■ The exercise ■
Substitute "marker" for each "keypoint" in the items below, starting with the line that contains "For every instance of the hanging" and going on through the end of the items. Give those lines again with everything else unchanged.

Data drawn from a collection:
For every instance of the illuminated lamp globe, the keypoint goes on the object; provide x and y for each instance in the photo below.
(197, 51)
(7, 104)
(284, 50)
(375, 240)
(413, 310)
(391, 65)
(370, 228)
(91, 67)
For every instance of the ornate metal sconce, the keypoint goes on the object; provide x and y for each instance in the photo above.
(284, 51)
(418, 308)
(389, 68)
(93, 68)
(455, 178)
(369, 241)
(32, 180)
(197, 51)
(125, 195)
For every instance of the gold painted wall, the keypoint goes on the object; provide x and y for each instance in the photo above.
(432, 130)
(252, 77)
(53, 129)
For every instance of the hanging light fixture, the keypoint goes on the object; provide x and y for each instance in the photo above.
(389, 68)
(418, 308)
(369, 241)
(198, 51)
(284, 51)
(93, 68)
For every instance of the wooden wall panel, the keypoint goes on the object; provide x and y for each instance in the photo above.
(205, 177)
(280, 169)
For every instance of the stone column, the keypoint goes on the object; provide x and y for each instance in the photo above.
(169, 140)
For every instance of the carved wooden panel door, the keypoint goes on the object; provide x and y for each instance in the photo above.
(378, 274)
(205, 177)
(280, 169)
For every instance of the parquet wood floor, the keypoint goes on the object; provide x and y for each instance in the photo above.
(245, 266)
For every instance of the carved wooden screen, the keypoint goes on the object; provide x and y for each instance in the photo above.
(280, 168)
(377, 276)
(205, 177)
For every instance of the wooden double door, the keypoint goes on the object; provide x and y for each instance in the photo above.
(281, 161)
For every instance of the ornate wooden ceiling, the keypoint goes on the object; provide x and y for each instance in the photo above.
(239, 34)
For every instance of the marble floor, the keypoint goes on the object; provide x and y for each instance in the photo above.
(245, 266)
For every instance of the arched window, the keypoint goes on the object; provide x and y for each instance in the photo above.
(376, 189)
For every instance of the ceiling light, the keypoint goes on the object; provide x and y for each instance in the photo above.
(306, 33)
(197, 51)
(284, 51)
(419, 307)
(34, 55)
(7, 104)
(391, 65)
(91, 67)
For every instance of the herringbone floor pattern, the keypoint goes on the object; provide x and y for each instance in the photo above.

■ Response to the task ■
For every instance of the hanging light fixture, the marker goes on the object; provide x and y for each instance in the photo above.
(389, 68)
(418, 308)
(369, 241)
(198, 51)
(284, 51)
(93, 68)
For every instance of the wooden wall panel, the marker goes on the object; provide x and y for each instance in the photo above.
(205, 177)
(280, 169)
For every instance of the stone column, the marker goes on the object; provide x and y for each instance in the photo above.
(169, 140)
For every instance of the carved wooden panel door, the marker goes on the object; provide x and y for each instance in the photo above.
(378, 274)
(205, 177)
(280, 169)
For every instance of the parquet wood floor, the marker goes on the object; provide x and y for each instance in the photo above.
(245, 266)
For every instance of the carved wooden screen, the marker goes on the object; provide x and y for each instance in the photo above.
(280, 168)
(377, 276)
(205, 177)
For every instance of the wooden double door, the marker goes on the object; provide x and y for each instance in the photo above.
(281, 161)
For every instance of the ornate wooden ceiling, the marker goes on the object; provide x and y for each instance in the photo above.
(239, 34)
For every instance of the marble floor, the marker goes on the object; provide x and y for each instance in the photo above.
(245, 266)
For every instance of the arched window, the marker goes on the object; provide x and y for each instance in the photo above.
(376, 189)
For every instance of the ceiling light, the marker goes on the object; provide x and y for each instance in the photo above.
(306, 33)
(197, 51)
(284, 51)
(419, 307)
(34, 55)
(7, 104)
(391, 65)
(91, 67)
For every instance of the herringbone floor pattern, the marker goes on the object; provide x and y for each instance in the photo above.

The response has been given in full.